§ What the task requires
Report, word for word, each line of the records below that contains the string "brim".

Records
————

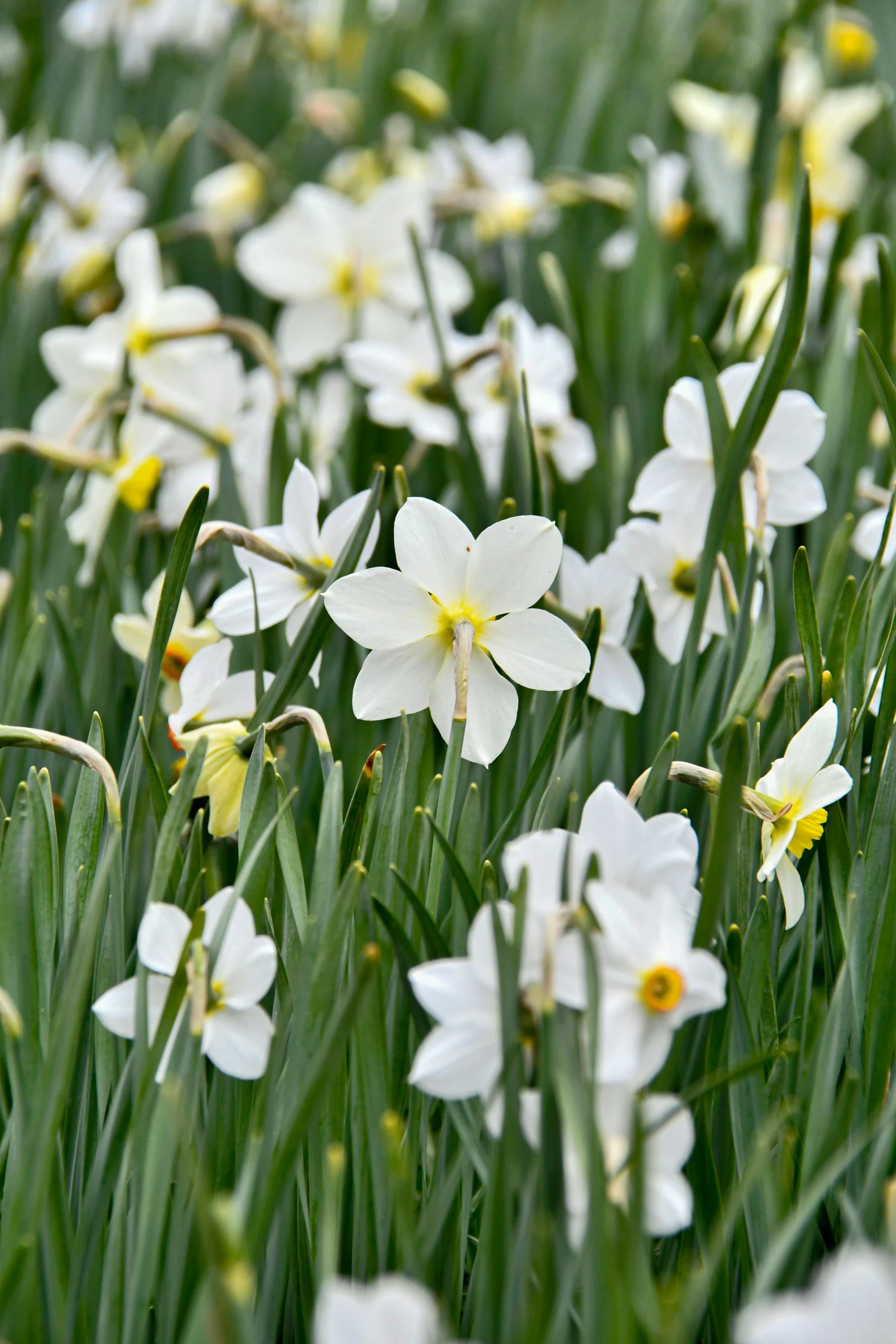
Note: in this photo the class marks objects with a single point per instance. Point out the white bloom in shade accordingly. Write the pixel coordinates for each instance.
(837, 177)
(391, 1310)
(324, 413)
(236, 1031)
(722, 131)
(87, 365)
(140, 30)
(870, 530)
(335, 264)
(403, 374)
(285, 594)
(229, 199)
(492, 182)
(133, 635)
(682, 478)
(667, 178)
(652, 979)
(612, 585)
(210, 695)
(800, 786)
(853, 1301)
(491, 392)
(668, 1142)
(447, 575)
(89, 212)
(137, 30)
(463, 1055)
(666, 557)
(617, 252)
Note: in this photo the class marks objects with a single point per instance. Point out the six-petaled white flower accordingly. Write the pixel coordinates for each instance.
(798, 788)
(445, 577)
(333, 265)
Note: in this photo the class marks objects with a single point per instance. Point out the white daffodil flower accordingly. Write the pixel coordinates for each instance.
(286, 594)
(612, 585)
(140, 30)
(133, 635)
(386, 1311)
(445, 577)
(17, 167)
(722, 131)
(492, 182)
(652, 979)
(335, 264)
(89, 212)
(403, 374)
(324, 413)
(236, 1031)
(463, 1055)
(229, 199)
(837, 177)
(492, 387)
(667, 557)
(668, 1143)
(853, 1301)
(870, 530)
(800, 786)
(682, 478)
(667, 178)
(224, 773)
(209, 694)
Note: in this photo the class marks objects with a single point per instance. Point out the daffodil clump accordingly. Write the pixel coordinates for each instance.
(448, 643)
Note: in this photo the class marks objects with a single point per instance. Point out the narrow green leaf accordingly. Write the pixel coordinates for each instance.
(808, 627)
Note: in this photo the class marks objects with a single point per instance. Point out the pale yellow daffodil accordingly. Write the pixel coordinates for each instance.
(224, 773)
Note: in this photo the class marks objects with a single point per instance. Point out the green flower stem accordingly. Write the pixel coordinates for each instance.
(452, 772)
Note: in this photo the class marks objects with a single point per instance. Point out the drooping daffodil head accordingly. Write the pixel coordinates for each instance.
(133, 635)
(798, 788)
(224, 773)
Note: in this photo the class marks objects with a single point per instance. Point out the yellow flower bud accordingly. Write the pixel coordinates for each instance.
(424, 94)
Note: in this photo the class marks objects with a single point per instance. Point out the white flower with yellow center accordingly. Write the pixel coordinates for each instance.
(610, 584)
(448, 577)
(798, 788)
(224, 773)
(652, 979)
(666, 557)
(333, 265)
(722, 131)
(224, 1007)
(682, 478)
(403, 374)
(491, 392)
(288, 594)
(852, 1301)
(133, 635)
(90, 209)
(492, 182)
(229, 199)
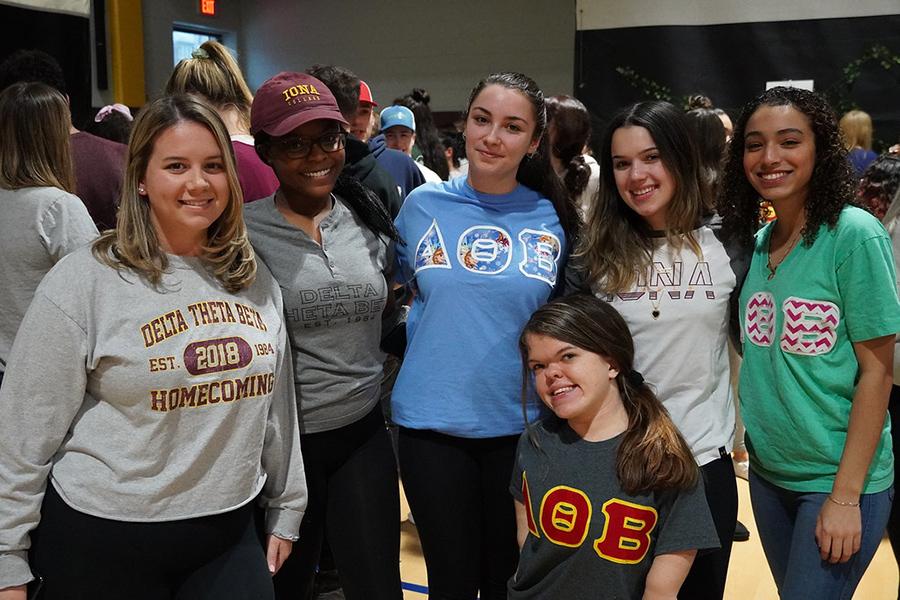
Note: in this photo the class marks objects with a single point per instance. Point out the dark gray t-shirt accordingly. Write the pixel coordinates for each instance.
(588, 538)
(334, 295)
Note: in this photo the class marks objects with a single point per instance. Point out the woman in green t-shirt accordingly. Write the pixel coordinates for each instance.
(819, 313)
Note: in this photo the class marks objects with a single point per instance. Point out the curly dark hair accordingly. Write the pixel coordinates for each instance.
(831, 186)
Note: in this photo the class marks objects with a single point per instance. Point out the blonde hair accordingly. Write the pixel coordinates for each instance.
(856, 127)
(34, 138)
(134, 242)
(212, 72)
(616, 244)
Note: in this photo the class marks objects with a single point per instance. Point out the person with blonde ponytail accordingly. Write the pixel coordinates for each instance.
(213, 73)
(148, 404)
(609, 502)
(41, 220)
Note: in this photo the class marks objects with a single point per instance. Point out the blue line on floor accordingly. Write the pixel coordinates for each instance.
(414, 587)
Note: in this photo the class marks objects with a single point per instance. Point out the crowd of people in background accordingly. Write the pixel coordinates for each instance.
(235, 322)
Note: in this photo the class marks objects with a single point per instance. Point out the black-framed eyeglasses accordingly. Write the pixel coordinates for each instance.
(297, 147)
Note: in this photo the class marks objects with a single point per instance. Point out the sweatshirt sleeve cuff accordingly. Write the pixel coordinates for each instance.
(14, 569)
(284, 523)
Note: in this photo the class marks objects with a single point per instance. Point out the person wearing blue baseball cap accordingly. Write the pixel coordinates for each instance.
(398, 125)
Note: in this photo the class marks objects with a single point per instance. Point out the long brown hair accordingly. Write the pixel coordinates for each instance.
(134, 242)
(652, 455)
(616, 244)
(34, 138)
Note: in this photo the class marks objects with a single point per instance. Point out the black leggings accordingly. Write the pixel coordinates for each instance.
(458, 490)
(706, 579)
(354, 496)
(80, 556)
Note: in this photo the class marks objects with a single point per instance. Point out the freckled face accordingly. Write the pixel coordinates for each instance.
(643, 181)
(574, 383)
(779, 154)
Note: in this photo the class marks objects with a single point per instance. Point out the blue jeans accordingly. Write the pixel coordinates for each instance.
(786, 522)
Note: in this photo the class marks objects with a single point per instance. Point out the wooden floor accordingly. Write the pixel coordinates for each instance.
(748, 575)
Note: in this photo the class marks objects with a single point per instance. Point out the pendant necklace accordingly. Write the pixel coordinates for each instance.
(771, 264)
(654, 303)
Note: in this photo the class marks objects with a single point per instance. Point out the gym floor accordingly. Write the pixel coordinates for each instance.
(748, 577)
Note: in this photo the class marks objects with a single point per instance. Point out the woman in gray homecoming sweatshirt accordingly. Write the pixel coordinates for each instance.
(148, 399)
(40, 219)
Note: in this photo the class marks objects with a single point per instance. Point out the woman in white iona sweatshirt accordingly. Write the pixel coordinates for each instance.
(148, 401)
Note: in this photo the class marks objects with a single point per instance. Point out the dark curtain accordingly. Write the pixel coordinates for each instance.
(731, 64)
(65, 37)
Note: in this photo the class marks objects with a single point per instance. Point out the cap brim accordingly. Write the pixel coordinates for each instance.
(296, 120)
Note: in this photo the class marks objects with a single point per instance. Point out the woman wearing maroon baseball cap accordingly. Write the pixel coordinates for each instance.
(328, 241)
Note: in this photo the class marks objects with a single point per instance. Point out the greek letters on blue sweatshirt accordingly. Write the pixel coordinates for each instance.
(481, 264)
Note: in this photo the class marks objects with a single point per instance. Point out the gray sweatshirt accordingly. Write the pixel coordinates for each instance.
(142, 404)
(334, 294)
(38, 226)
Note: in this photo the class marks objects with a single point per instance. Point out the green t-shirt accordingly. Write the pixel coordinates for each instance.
(800, 370)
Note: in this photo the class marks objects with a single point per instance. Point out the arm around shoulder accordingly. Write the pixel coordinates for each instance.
(667, 573)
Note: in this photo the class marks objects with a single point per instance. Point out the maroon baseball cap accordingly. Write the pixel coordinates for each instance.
(289, 100)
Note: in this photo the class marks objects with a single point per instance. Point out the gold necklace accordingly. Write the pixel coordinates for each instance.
(658, 291)
(772, 265)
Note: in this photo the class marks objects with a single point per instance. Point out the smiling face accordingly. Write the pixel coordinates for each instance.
(576, 384)
(313, 176)
(779, 154)
(186, 185)
(500, 131)
(643, 181)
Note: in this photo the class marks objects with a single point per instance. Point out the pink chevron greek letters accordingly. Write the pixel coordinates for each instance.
(759, 318)
(809, 326)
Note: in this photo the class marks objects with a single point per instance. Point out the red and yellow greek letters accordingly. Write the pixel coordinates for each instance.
(526, 496)
(626, 532)
(565, 516)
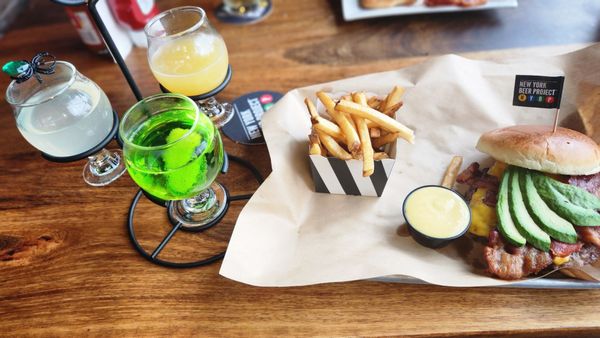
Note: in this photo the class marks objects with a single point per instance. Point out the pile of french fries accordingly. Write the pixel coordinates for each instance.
(357, 128)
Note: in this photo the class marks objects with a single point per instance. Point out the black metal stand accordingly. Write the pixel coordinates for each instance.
(209, 94)
(112, 48)
(153, 256)
(111, 135)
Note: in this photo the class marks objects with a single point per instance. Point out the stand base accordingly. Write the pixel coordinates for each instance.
(203, 220)
(153, 256)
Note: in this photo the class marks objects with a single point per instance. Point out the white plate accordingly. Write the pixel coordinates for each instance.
(352, 11)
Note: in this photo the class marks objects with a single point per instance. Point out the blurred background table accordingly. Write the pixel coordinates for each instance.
(66, 264)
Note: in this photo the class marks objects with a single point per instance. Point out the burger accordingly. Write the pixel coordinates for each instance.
(538, 204)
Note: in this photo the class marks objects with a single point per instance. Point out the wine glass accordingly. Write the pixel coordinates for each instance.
(174, 153)
(188, 56)
(65, 115)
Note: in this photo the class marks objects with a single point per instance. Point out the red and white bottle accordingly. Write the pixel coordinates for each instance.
(133, 15)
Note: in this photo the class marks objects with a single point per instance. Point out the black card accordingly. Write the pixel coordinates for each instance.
(538, 91)
(244, 127)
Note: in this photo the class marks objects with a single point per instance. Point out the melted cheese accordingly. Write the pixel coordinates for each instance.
(557, 260)
(483, 217)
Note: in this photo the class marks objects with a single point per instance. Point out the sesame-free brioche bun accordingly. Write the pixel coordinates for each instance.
(565, 152)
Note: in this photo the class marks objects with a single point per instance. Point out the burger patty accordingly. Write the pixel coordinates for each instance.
(591, 183)
(589, 235)
(475, 178)
(509, 262)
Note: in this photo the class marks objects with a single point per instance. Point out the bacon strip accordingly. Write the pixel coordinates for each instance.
(562, 249)
(590, 235)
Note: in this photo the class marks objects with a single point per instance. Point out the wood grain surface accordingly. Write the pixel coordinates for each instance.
(67, 267)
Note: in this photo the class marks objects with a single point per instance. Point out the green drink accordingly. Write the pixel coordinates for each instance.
(171, 150)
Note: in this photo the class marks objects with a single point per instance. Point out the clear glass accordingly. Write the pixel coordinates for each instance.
(188, 56)
(67, 114)
(174, 152)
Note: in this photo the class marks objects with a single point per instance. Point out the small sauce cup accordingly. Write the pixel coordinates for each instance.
(436, 215)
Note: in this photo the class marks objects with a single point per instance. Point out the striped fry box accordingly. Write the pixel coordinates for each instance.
(334, 176)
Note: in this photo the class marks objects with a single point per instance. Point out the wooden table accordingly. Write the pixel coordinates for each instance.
(67, 267)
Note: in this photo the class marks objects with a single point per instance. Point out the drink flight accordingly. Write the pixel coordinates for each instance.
(64, 115)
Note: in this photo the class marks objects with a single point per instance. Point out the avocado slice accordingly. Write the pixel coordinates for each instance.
(554, 225)
(525, 224)
(506, 226)
(575, 195)
(562, 206)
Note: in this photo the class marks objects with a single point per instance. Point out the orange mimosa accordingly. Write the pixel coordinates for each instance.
(191, 65)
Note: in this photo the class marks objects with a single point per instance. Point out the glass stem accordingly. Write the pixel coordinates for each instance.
(219, 113)
(211, 107)
(200, 203)
(104, 162)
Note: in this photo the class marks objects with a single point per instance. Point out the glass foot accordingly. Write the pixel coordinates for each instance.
(103, 168)
(200, 210)
(219, 113)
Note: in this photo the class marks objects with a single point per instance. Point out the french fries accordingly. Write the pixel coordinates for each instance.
(378, 117)
(374, 132)
(365, 137)
(314, 144)
(347, 128)
(358, 128)
(452, 172)
(333, 147)
(380, 156)
(374, 102)
(383, 140)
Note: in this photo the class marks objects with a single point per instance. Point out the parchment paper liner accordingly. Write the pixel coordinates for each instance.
(289, 235)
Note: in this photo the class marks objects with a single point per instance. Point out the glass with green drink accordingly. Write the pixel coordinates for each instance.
(174, 153)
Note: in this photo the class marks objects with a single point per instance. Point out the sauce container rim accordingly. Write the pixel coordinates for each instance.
(460, 234)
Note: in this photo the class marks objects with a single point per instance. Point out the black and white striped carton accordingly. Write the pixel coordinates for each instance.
(334, 176)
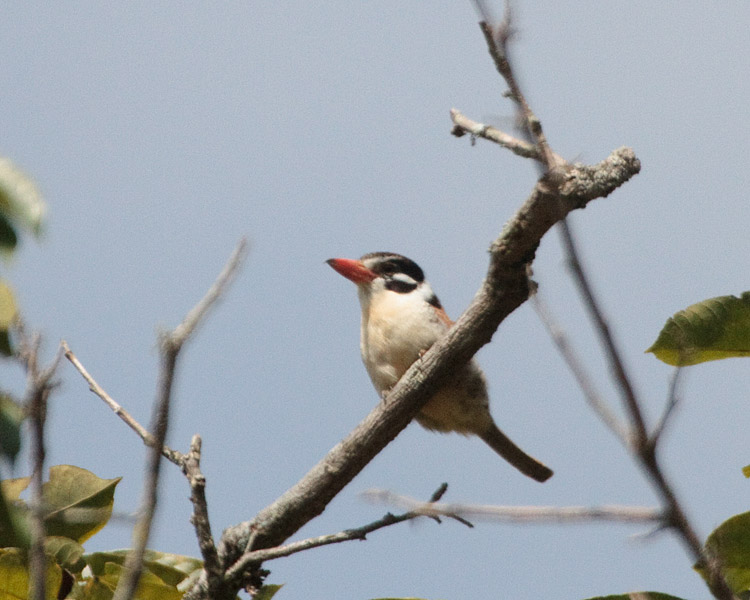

————

§ Correct response
Note: in this photo the class marks objects with a single point per instance. Point out the cap brim accordingly. Write the pixel coordinates for each instance.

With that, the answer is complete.